[CONSEGNA]
Riscrivi in forma di elenco puntato il paragrafo dell'articolo che comincia con «Io denuncio la discrasia», mantenendone i fatti principali.

[ARTICOLO]
· · · · · · ·
Ieri ho scritto un post dedicato alla poesia, “Una poesia al giorno e il tempo del mio esistere rinasce a nuova vita” qui lo ritrovate.
Partendo dal mio pensiero, sulla bacheca Facebook di un amico poeta, ne è nata una interessante discussione, sull’editoria, sui concorsi, sul ruolo della poesia contemporanea. Sul senso dello scriverne. Sulla banalità e sul talento.
Qui di seguito riporto alcuni commenti, a postilla dell’articolo di ieri.
” Se uno si aspetta qualcosa che vada oltre l’aspetto letterario come la fama o il firmacopie, è destinato a soccombere sotto i colpi delle proprie illusioni. Il problema è che non tutti l’ammettono. I concorsi danno una benefica sensazione di piacere, ma a livello editoriale servono a poco, soprattutto per la costruzione di un serio percorso letterario.”
” Trovo che … abbia ben ragione, io nn partecipo ai concorsi e nn ho mai pubblicato nulla. A quanto m’ha detto … in chat, d’altra parte, le vittorie nelle gare di poesia, nn interessano quasi per nulla agli editori. Hanno lo stesso problema, a trovarne uno valido intendo, anche chi conta centinaia di vittorie…per l’editore VERO, contano le vendite, il ritorno economico (dato che investe il suo, è pure corretto) ma nn è facile trovarne uno. Per vero editore si intende uno che , oltre a nn far pagare l’autore che ritiene degno, faccia promozione vera, sui giornali, e altri media, partecipi alle fiere, organizzi presentazioni e …rifornisca x davvero almeno un certo numero di librerie: insomma, stampi il libro…dato che in Italia l’ebook nn mi pare abbia ancora preso piede.”
“Io denuncio la discrasia tra una proliferazione incontrollata dei concorsi e dei poeti e un dato, francamente deprimente, sulla percentuale di lettori, non solo del genere poetico, ma di lettori “tout court”. Oltre la metà degli italiani legge appena un libro all’anno. Pochi (quasi sempre gli stessi) sono gli acquirenti di libri. Il mondo della cultura, quello con la C maiuscola è in fondo un mondo autoreferenziale (della serie “noi ce la cantiamo e noi ce la suoniamo”). Le conventicole letterarie si spalleggiano a vicenda, al punto che il mondo letterario è un “hortus conclusus”. Però, illusoriamente, un po’ tutti cerchiamo il nostro minuto di celebrità, il “quarto d’ora di gloria” che, And Wharol docet, non si nega a nessuno. Un valzer delle contraddizioni, come si può vedere, un panorama desolante : tutti poeti, proliferazione dei concorsi per “ego ipertrofici” ( io tra questi) pochi lettori, pochissimi acquirenti, autoreferenzialità degli “iniziati” alle sette culturali.”
· · · · · · ·
[RIGHE DI DATI]
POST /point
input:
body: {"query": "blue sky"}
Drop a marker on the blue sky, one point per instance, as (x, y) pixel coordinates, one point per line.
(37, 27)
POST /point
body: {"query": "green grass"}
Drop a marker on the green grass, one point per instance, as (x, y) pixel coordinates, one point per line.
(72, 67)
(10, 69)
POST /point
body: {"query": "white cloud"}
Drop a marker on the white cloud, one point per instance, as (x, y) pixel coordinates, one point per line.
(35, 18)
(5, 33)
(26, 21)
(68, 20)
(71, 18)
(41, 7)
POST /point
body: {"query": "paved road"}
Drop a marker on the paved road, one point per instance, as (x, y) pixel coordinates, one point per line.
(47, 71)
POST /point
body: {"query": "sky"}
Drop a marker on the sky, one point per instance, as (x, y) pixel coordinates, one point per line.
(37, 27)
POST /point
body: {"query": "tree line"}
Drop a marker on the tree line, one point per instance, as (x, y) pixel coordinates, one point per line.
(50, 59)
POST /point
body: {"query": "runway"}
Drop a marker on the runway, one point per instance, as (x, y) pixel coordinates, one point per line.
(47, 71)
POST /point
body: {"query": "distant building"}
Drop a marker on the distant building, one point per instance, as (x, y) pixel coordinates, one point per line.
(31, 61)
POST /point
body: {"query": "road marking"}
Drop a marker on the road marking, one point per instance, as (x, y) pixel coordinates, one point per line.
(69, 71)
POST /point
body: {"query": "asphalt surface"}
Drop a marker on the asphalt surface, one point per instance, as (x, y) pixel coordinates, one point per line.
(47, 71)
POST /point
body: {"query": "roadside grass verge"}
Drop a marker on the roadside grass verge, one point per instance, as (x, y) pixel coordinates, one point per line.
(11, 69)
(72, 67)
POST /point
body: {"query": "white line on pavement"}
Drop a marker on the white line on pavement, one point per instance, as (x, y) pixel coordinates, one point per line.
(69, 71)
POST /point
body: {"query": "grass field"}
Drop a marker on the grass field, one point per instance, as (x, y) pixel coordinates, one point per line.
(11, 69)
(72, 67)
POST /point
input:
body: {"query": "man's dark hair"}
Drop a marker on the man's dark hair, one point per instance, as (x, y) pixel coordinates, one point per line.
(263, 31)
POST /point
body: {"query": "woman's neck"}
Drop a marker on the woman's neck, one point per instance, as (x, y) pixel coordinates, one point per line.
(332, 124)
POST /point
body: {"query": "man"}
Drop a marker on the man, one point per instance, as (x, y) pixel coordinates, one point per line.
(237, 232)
· · · · · · ·
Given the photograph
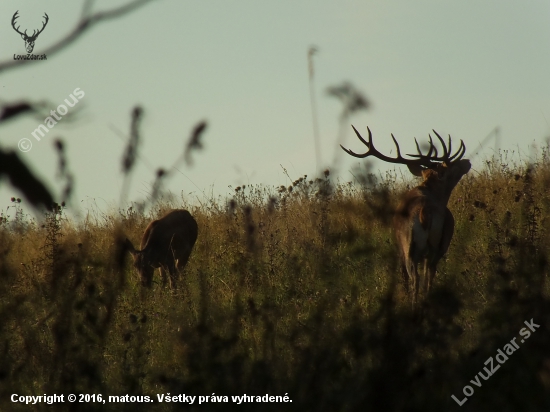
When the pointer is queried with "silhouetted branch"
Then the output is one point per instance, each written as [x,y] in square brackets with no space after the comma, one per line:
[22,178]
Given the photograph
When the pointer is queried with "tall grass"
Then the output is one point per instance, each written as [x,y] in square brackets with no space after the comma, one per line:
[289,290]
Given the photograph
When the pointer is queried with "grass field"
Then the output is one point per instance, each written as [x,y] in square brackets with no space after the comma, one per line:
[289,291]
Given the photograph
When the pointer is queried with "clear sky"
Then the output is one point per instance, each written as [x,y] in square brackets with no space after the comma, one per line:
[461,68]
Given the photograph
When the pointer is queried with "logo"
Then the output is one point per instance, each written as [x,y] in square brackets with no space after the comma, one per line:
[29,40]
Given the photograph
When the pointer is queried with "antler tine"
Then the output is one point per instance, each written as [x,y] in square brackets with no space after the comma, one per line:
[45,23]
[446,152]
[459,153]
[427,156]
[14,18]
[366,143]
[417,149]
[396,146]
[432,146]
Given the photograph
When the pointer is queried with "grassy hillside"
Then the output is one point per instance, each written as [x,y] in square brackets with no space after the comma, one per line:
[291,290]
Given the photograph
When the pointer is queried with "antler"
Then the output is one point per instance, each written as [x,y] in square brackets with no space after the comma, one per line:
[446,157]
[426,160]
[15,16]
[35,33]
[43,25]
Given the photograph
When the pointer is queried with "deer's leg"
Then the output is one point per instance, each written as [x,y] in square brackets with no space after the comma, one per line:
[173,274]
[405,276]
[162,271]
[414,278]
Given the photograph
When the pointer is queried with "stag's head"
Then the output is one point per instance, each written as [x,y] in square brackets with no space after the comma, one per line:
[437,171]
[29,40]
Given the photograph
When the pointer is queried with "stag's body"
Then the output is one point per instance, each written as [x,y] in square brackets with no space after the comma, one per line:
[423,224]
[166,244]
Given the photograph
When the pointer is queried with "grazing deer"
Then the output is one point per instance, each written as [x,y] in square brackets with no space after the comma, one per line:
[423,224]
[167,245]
· · · · · · ·
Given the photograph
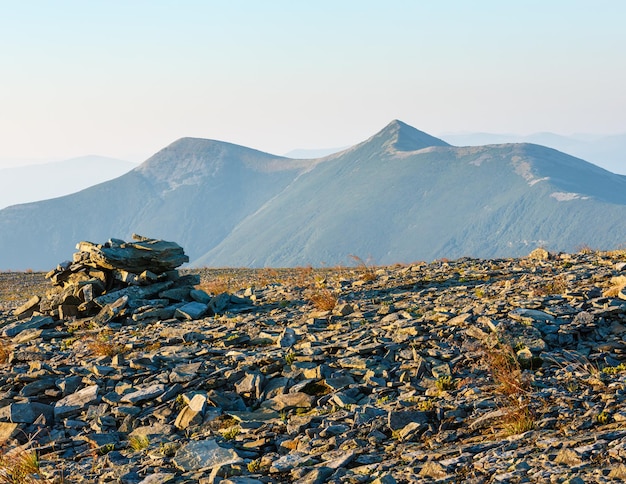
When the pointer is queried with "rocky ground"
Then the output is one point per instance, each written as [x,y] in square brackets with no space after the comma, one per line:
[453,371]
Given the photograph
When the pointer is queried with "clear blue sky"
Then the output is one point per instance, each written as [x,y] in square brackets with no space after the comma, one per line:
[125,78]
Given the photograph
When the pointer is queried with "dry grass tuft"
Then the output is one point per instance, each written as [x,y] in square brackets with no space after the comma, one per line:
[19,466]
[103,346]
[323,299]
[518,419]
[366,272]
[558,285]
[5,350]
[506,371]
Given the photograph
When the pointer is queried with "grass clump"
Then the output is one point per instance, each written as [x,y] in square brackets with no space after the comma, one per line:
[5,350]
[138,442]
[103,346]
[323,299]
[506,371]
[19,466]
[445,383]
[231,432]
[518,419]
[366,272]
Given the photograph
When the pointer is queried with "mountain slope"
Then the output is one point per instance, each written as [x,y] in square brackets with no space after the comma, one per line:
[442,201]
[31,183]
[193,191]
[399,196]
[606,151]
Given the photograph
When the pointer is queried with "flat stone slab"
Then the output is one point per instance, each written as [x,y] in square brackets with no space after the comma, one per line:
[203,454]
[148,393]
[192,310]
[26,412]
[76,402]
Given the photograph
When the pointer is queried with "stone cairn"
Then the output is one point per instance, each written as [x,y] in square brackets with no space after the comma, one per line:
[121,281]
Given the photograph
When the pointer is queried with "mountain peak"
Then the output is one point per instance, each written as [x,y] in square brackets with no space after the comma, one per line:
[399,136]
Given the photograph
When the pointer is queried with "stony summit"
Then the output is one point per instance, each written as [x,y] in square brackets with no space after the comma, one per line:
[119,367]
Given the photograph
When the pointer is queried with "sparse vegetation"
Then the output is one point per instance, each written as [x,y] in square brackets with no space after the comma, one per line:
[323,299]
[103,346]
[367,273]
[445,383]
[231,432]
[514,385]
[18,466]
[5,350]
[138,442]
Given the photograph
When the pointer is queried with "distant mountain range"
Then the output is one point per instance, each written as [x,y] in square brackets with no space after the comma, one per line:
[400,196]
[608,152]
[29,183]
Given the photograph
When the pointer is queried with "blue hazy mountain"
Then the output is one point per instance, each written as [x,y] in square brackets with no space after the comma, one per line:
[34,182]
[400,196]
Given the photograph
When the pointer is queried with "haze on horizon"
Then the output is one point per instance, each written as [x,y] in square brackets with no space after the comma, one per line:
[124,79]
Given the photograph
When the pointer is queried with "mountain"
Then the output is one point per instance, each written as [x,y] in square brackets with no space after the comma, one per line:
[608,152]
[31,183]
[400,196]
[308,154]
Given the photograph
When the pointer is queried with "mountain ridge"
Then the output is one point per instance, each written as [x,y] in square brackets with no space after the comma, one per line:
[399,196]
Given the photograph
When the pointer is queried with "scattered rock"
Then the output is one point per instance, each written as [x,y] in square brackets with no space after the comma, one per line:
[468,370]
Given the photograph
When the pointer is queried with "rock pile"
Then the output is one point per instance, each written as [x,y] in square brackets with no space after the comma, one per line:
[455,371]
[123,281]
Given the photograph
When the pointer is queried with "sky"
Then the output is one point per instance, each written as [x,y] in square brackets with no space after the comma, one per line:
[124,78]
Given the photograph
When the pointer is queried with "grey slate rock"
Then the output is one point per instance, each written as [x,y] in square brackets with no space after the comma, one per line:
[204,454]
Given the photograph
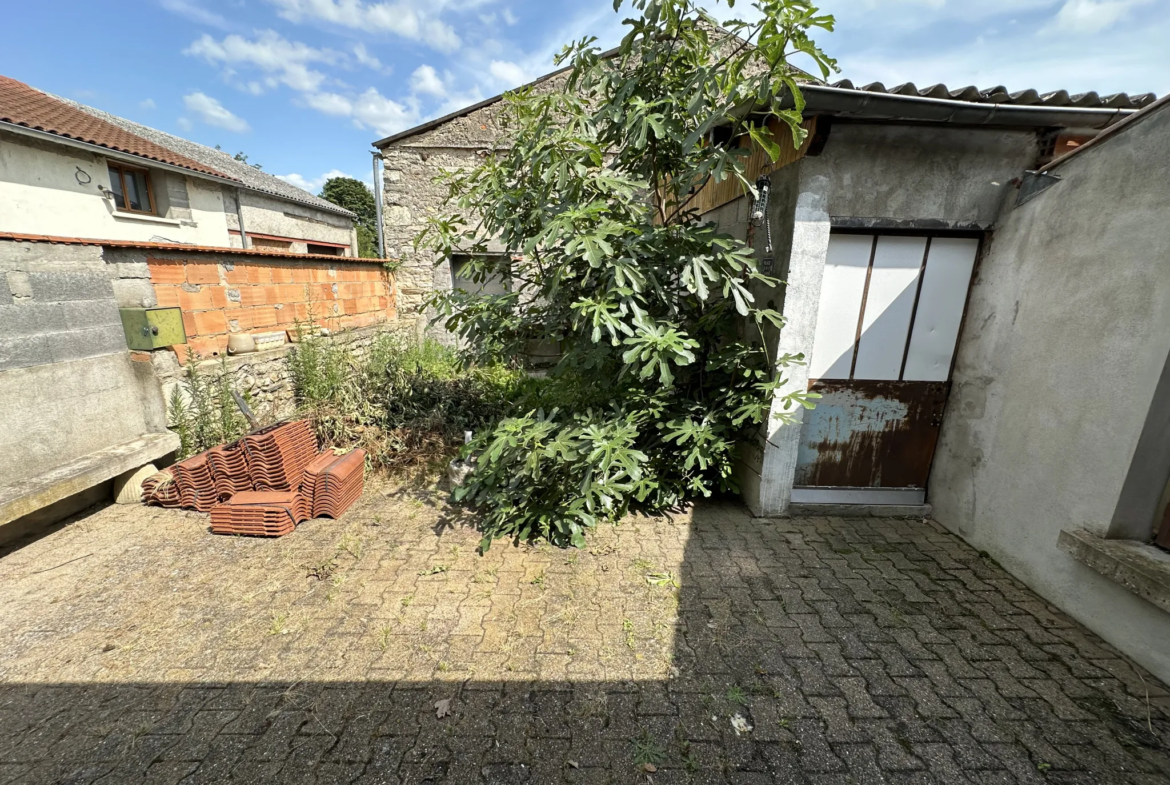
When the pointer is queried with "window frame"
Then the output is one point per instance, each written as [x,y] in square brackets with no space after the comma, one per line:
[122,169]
· · · · · · ·
[RISPOSTA COMPLETA]
- C'è uno squilibrio tra il numero di concorsi e di poeti, che cresce senza controllo, e la percentuale di lettori, che è deprimente. Non riguarda solo la poesia ma la lettura in generale.
- Oltre metà degli italiani legge appena un libro all'anno.
- Chi compra libri è poco, e quasi sempre si tratta delle stesse persone.
- Il mondo della cultura è chiuso su se stesso ("noi ce la cantiamo e noi ce la suoniamo").
- I gruppi letterari si sostengono a vicenda, tanto che il mondo letterario è un "hortus conclusus".
- Quasi tutti cercano comunque il proprio "quarto d'ora di gloria".
- Il quadro che ne esce è desolante: tutti sono poeti, i concorsi si moltiplicano per "ego ipertrofici" (chi scrive si mette tra questi), i lettori sono pochi e gli acquirenti pochissimi, e gli "iniziati" restano chiusi nelle loro sette culturali.